**REQUIRED TASK**
Copy the passage in the comment thread about Companions from "I hardly defend" up to and including "start system. Obviously.".
===== SELECTION =====
Yes - they were selling their skills as well as their bodies. But their skills were related to dating and sex. They’re not street hookers - they’re high class escorts. It’s still them selling their bodies for sex, just with other attributes as well.
I hardly defend Whedon blindly. I think Dollhouse is a piece of crap, personally. But your characterization of Companions as “sex slaves” is way off the mark. Especially since their status in the 'Verse is very high. Just because there is sex involved in some (most) of their business doesn’t make them “slaves” by anydefinition of the word. Especially since Companions are very picky about their clientele. As for the sex part of the job…so what? We all have a skill set we’ve mastered that enables us to make a living. Just because that skill set is looked down upon in contemporary Western culture doesn’t mean it will be in the future, in a different start system. Obviously.
===== DATASET EXTRACT =====
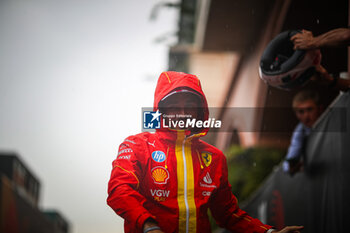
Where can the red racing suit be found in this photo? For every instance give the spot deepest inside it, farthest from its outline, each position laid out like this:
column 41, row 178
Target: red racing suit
column 174, row 177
=====
**RESULT**
I hardly defend Whedon blindly. I think Dollhouse is a piece of crap, personally. But your characterization of Companions as “sex slaves” is way off the mark. Especially since their status in the 'Verse is very high. Just because there is sex involved in some (most) of their business doesn’t make them “slaves” by anydefinition of the word. Especially since Companions are very picky about their clientele. As for the sex part of the job…so what? We all have a skill set we’ve mastered that enables us to make a living. Just because that skill set is looked down upon in contemporary Western culture doesn’t mean it will be in the future, in a different start system. Obviously.